- Tasks and exercises:
(a) From the liberation theology forum thread below, list every person named inside the posts themselves. Leave out the names shown as post authors.
(b) Please check whether each statement agrees with the liberation theology forum thread below. Answer yes or no for each, and quote the deciding words of the thread.
(i) RamistThomist says that much modern Reformed writing does not deal with socio-political issues.
(ii) puritan lad recommends a book by Cal Beisner.
(iii) RamistThomist advises reading the copy that includes North's introduction.
(c) Write the next post that follows the final one in the liberation theology forum thread below.

- Source extract:
# Liberation Theology



## Dieter Schneider (Sep 1, 2007)

Can anyone recommend a critique from a Reformed Perspective? Any help would be welcome.


----------



## RamistThomist (Sep 1, 2007)

Probably not. Much modern Reformed stuff doesn't address socio-political issues. that being said, I can point you to a few indirect critiques. Anything by Cal Beisner on economics would be a good start.


----------



## puritan lad (Sep 1, 2007)

David Chilton's "Productive Christians in an Age of Guilt Manipulators". He leaves Liberation Theologians like Ron Sider with no place to hide...


----------



## RamistThomist (Sep 1, 2007)

puritan lad said:


> David Chilton's "Productive Christians in an Age of Guilt Manipulators". He leaves Liberation Theologians like Ron Sider with no place to hide...



Aye, it's a great book. Be sure to read the copy with North's intro. It is worth the price of the book.

- Data listing:
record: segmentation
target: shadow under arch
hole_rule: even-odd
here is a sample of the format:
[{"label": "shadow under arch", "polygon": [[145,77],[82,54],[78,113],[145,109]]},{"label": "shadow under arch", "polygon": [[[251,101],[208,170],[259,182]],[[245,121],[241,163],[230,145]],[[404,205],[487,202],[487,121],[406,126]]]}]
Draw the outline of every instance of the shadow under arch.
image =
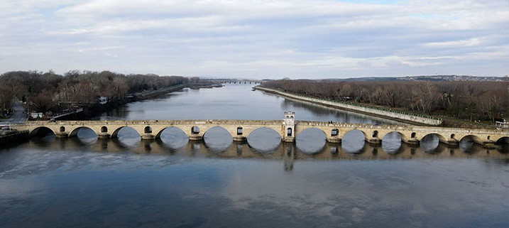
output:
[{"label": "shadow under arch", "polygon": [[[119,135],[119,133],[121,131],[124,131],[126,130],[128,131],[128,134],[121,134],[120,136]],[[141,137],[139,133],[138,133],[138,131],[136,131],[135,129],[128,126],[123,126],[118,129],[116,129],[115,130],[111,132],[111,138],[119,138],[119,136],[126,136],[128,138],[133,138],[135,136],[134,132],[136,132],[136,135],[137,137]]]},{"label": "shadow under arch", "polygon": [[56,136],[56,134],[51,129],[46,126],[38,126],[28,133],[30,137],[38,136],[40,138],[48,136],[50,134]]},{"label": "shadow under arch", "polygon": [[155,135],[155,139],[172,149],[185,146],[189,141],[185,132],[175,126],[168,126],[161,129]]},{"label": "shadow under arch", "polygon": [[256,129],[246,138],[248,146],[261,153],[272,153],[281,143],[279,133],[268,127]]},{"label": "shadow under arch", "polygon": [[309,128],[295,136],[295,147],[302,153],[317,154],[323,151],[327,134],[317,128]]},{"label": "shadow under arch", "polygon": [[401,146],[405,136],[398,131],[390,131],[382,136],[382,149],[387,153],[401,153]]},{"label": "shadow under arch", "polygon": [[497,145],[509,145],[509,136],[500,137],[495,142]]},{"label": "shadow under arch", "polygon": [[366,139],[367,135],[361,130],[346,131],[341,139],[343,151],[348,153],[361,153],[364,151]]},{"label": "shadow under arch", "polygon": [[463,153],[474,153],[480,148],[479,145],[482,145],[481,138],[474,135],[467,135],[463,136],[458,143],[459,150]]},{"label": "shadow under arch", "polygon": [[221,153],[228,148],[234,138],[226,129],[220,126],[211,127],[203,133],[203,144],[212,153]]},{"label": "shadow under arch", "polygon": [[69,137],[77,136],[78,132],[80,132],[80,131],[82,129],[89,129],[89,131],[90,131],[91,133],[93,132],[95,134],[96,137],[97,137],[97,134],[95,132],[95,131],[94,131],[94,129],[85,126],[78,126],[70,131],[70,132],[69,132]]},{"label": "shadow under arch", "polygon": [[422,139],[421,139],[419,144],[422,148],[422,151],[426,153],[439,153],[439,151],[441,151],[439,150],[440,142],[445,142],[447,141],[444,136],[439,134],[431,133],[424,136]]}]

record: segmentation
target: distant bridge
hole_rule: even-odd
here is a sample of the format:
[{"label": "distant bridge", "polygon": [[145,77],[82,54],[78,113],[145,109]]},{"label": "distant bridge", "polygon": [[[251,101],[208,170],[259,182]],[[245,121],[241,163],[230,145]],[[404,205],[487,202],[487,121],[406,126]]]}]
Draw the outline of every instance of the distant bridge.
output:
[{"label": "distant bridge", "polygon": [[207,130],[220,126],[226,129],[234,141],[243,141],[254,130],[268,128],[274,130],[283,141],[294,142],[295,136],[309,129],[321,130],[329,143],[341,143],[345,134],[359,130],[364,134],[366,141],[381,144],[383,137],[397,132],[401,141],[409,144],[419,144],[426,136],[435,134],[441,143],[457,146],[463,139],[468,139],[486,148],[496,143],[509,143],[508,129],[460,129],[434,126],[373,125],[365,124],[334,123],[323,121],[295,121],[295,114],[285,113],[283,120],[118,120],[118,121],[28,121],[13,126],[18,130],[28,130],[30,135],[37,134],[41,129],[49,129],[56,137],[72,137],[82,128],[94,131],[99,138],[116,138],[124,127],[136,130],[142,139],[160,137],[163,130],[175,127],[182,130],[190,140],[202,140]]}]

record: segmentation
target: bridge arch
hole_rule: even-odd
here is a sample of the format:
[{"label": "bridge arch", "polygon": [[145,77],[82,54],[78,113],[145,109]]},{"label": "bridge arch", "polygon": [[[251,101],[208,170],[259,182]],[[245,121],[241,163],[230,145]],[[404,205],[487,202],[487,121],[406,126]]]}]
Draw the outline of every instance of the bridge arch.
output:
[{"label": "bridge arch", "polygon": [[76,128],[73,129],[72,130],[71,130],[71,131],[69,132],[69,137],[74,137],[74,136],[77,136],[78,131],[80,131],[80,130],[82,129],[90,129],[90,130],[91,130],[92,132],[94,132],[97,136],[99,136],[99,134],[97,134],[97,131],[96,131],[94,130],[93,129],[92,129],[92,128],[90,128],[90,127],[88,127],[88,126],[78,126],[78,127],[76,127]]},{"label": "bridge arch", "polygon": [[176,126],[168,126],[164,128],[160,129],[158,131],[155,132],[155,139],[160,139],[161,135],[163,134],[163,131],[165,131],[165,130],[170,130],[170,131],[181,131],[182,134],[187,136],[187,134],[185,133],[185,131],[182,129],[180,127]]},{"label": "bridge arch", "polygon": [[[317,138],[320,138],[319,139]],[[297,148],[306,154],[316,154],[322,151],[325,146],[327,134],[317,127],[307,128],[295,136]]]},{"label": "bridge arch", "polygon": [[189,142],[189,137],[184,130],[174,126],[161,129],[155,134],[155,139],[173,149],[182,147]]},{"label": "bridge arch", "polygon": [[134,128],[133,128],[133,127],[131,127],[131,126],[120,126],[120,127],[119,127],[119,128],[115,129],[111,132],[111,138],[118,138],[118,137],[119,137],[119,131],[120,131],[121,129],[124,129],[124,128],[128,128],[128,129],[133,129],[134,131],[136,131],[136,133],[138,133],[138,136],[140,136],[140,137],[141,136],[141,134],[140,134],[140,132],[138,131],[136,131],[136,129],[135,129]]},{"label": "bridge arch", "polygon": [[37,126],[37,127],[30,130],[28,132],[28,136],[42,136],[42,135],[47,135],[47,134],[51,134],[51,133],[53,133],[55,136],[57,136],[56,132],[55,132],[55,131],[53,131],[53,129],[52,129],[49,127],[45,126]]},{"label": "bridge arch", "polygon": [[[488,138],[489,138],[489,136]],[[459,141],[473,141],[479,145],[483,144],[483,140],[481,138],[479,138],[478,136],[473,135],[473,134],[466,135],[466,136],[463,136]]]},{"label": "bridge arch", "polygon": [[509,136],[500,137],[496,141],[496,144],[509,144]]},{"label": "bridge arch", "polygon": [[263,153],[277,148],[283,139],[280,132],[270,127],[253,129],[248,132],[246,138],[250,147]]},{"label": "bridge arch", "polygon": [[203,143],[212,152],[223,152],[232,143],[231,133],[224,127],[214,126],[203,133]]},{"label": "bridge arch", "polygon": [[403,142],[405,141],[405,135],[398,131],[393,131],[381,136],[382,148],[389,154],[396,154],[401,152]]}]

- Results for the exercise:
(a) Cal Beisner, David Chilton, Ron Sider, North

(b)
(i) Yes: "Much modern Reformed stuff doesn't address socio-political issues."
(ii) No: "David Chilton's "Productive Christians in an Age of Guilt Manipulators"."
(iii) Yes: "Be sure to read the copy with North's intro."

(c)
----------



## ZackF (Sep 3, 2007)

Dieter Schneider said:


> Can anyone recommend a critique from a Reformed Perspective? Any help would be welcome.



You may be looking for a sharper instrument but most Reformed critiques of the Protestant Social Gospel would probably apply to a large extent. The Marxism is even more ramped up in LT. If of course by LT, you mean the strains of it in the South American Roman Catholic Church both now and its 70's/80's heyday. I wouldn't put the late Archbishop Romero in this camp. Pope JPII went after by name some of the more radical ones.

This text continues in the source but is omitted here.